> PROBLEM A
In the article on website freshness, what year did Google release the update that put greater emphasis on returning fresher web content for most queries?

In Part 3, we looked at Website Authority. In SEO Best Practices for 2017 – Part 4, we look at website freshness and how this it impacts SEO on your website.
SEO Best Practices in 2017 – Part 4 : Website Freshness
In Part 1, we explained how Website Performance provides the building blocks of SEO. Then in Part 2 we looked at the On-Page SEO bases you must cover in order to increase your webpage SEO. And in Part 3 we reiterated that content marketing positively impacts website authority increasing SEO.
In part 4, we look at Website Freshness.
SEO Best Practices in 2017 – Part 4 : Website Freshness and SEO
Why Website Freshness Matters
It’s a bit of an oxymoron, but the truth is Google wants to see that your website has been around a long time, yet it wants to see fresh content. So it’s helpful to take a look back in time.
Back in 2003, engineers at Google filed a patent that would later shake up the SEO world. “Named Document Scoring Based on Document Content Update“, this patent not only offered insight into the mindset of Google, but it also provided an accurate road-map of the path Google would eventually take, and refine for years to come.
Over those years, that original patent spawned several more child patents. These are often nearly duplicate patents with slightly modified passages. and today, many of the algorithmic changes we see today are simply improvements of these original ideas conceived years ago by Google engineers.
One of these major updates was the Google Freshness Update in 2011, which places greater emphasis on returning fresher web content for most queries. Exactly how Google determines freshness was never (as always) disclosed by Google, but over the last few years, it has been analyzed by SEO folks over and over, and tweaked by Google over and over as well.
SEO Best Practices in 2017 – Part 4 : Website Freshness Matters
How Google Scores Fresh Content
Google blogged once that “different searches have different freshness needs.” So much like you look for freshness dates on milk, Google looks for fresh content on your website, then rewards you with a better search ranking.
The implication is that Google measures all of your website (text, images, etc) for freshness, then scores each page according to the type of search query. While many queries need fresh content, such as a particular Sunday football game score, Google still uses some older content for other queries, like the Apollo moon landing for instance.
These are the types of Google searches most likely to require fresh content:
- Recent events or hot topics: “earthquake in Peru” or “2016 election” (or news in your industry)
- Regularly recurring events: “NFL games today” “CWP training classes” (calendar type events)
- Frequent updates: “our best new item” “this new service provides…” (new products or services)
Google’s patents offer incredible insight as to how web content can be evaluated using freshness signals, and rankings of that content adjusted accordingly.

> PROBLEM B
Identify each line of the listing below that contains the string "sprout", treating uppercase and lowercase as distinct, and copy those lines.

> INPUT DATA

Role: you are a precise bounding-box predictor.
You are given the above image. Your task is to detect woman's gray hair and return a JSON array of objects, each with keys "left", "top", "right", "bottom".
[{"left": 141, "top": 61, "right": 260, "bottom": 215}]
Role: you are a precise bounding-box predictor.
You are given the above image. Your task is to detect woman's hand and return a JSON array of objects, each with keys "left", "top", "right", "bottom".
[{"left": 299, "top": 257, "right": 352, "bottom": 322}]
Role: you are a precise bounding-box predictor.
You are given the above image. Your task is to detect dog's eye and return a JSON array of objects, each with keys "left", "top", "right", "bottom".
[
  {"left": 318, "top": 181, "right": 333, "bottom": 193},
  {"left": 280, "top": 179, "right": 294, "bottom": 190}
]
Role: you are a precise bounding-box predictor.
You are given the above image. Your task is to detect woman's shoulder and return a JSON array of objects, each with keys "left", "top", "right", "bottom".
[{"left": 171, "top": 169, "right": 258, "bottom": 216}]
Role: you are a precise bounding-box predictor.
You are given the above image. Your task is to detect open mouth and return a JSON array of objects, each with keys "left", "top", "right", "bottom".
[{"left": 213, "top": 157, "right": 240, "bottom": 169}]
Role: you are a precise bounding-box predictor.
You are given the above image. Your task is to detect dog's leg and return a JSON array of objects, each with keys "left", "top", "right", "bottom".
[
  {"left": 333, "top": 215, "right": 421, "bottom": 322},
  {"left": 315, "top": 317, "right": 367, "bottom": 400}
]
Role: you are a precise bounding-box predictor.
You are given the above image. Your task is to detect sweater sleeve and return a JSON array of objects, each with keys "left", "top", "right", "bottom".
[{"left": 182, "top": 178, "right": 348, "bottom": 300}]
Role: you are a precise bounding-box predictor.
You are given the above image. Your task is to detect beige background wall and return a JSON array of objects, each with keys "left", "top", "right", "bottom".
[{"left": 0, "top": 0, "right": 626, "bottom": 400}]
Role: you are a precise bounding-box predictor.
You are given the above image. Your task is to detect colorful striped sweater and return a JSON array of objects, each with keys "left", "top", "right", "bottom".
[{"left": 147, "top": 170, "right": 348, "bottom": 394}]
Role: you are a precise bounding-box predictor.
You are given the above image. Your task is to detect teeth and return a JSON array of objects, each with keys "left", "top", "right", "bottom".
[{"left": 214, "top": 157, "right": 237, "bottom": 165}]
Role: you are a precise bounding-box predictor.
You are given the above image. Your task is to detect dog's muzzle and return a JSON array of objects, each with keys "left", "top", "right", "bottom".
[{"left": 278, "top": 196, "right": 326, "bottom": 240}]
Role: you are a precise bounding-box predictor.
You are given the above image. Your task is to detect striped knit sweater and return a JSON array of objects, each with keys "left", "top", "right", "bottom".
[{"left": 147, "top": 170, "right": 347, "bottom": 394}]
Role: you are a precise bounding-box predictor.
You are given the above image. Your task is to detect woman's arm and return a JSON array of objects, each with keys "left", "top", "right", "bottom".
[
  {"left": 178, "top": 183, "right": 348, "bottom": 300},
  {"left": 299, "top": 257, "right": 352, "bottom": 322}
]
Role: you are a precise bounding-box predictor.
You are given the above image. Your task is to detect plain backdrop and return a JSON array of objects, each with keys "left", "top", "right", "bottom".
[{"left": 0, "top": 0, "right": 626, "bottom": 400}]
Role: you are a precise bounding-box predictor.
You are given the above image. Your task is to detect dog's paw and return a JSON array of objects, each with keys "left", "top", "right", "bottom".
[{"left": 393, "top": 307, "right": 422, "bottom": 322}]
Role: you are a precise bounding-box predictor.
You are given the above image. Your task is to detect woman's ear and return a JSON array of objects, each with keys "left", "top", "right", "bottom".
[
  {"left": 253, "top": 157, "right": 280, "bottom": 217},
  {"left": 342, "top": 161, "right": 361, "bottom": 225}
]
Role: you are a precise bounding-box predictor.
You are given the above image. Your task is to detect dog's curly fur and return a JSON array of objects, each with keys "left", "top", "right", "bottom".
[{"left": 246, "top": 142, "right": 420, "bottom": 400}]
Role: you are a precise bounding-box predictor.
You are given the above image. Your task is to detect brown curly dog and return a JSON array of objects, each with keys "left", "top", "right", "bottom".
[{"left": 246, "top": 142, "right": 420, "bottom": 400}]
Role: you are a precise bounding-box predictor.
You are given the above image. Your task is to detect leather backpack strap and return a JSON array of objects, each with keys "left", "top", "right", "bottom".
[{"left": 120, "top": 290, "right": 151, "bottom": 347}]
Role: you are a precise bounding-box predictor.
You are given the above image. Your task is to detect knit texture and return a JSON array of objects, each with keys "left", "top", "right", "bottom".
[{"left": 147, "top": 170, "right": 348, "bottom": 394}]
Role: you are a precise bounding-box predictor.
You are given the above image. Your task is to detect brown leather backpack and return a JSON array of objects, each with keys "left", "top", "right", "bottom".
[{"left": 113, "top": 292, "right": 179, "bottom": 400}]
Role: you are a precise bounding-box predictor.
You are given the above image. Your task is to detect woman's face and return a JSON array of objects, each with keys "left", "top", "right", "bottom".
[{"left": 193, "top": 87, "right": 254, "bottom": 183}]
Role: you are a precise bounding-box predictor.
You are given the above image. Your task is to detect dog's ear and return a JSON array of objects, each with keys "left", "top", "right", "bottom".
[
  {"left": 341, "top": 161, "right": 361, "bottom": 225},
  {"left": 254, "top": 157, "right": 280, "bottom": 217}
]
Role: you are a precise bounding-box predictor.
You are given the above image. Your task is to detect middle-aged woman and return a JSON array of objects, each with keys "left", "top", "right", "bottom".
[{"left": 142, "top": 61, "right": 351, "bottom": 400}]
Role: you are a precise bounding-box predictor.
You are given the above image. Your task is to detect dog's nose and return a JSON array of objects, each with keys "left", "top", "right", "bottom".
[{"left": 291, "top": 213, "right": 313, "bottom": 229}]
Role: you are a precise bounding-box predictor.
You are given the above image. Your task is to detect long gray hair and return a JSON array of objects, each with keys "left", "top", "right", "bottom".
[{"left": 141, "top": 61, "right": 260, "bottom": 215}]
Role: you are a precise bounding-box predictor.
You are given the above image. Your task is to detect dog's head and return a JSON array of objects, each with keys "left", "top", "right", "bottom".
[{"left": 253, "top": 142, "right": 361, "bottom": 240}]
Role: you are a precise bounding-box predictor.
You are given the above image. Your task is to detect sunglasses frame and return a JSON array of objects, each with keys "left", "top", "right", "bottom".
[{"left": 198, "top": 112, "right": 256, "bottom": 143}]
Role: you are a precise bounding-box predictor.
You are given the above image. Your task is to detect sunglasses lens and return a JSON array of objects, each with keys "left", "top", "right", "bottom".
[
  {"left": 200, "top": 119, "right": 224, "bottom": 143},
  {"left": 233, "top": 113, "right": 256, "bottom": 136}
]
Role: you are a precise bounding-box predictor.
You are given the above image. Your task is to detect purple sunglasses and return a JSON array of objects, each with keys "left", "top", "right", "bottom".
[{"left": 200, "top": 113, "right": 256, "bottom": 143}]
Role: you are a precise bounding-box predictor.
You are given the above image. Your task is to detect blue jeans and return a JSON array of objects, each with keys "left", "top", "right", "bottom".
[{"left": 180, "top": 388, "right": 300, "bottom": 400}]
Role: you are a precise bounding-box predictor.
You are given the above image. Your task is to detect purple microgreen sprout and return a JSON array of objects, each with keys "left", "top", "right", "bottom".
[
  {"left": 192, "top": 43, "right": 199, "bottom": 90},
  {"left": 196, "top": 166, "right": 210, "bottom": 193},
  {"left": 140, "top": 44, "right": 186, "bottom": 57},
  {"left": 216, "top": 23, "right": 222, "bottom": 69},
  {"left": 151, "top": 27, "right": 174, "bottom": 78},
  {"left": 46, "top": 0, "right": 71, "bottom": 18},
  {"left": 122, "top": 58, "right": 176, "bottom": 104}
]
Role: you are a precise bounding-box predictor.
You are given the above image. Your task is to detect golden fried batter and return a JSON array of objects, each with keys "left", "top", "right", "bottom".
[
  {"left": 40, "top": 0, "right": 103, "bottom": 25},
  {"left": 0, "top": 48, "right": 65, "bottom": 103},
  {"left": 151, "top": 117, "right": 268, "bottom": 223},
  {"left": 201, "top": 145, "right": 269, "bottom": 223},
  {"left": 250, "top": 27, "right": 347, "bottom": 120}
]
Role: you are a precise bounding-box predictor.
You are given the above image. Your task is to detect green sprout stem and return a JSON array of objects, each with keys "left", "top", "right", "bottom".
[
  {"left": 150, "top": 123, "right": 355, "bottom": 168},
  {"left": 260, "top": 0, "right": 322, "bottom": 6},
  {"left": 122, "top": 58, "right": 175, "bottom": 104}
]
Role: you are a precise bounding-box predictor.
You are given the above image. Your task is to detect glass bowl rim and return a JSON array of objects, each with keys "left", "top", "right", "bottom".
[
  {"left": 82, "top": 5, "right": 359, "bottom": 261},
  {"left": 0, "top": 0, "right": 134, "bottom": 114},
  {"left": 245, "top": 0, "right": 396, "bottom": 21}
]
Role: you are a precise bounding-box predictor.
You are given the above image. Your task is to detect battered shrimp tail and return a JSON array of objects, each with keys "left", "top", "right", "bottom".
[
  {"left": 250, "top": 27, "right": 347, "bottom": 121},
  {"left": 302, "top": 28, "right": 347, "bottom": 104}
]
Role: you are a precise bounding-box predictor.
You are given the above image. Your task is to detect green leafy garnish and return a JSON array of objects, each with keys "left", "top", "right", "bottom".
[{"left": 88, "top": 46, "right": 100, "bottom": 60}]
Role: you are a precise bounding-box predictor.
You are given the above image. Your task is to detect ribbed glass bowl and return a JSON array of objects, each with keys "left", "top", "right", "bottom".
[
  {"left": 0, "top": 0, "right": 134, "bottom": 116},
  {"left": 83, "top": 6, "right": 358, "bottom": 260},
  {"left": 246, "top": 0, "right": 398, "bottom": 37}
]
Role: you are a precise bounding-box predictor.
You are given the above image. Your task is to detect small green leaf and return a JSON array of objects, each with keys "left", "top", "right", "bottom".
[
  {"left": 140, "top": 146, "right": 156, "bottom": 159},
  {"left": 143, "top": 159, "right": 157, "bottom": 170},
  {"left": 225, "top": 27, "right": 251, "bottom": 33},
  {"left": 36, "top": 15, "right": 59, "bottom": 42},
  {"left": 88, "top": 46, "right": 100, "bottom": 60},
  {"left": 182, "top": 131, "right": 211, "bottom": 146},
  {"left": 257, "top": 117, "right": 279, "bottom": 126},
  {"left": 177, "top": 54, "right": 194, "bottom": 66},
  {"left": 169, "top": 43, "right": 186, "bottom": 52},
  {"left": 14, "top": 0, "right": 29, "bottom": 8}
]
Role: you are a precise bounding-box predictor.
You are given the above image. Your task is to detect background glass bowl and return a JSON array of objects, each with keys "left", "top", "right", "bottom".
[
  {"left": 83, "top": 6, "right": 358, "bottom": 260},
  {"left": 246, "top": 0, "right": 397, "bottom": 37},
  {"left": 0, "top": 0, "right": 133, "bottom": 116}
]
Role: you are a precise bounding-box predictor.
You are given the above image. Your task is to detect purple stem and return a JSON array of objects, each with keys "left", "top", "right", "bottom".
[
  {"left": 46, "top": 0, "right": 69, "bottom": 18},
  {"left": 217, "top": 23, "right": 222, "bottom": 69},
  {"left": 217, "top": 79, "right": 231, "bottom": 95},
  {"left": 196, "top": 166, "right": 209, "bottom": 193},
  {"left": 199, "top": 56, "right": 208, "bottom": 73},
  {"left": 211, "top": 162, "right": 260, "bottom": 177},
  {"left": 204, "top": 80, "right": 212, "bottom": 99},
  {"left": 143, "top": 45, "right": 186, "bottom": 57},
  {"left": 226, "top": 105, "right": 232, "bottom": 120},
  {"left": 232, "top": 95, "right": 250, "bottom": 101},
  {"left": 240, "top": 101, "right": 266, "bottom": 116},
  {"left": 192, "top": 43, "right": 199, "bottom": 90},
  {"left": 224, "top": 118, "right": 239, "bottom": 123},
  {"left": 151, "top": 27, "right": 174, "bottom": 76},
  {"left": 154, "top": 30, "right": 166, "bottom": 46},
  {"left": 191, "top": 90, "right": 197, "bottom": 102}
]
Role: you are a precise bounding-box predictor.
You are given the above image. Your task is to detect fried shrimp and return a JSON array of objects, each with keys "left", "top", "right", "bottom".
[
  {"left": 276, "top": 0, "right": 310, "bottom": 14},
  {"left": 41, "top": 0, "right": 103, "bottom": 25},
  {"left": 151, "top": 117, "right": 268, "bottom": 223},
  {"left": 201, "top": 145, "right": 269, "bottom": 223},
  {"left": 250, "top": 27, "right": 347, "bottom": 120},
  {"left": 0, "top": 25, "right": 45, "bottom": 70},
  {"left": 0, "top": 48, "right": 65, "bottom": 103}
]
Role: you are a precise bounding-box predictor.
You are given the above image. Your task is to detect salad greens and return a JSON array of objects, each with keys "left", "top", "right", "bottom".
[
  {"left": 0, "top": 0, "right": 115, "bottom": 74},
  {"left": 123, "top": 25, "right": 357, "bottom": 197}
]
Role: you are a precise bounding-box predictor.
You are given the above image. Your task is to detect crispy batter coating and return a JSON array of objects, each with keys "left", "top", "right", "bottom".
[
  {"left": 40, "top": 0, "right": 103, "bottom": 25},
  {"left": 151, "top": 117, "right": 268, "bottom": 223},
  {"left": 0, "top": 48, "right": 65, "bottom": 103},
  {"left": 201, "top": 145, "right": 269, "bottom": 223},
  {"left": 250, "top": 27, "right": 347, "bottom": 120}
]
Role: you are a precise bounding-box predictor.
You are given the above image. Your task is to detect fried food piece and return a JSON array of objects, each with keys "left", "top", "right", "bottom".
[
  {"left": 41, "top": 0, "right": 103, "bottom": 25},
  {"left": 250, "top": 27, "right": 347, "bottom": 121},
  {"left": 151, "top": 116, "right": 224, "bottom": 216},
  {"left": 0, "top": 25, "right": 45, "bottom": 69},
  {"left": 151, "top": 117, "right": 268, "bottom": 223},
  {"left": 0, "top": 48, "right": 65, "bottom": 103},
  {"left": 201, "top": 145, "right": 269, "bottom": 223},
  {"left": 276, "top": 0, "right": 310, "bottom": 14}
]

> EXERCISE ANSWER A
2011

> EXERCISE ANSWER B
You are given the above image. Your task is to detect purple microgreen sprout and return a JSON array of objects, each with keys "left", "top", "right", "bottom".
You are given the above image. Your task is to detect green sprout stem and return a JSON array of objects, each with keys "left", "top", "right", "bottom".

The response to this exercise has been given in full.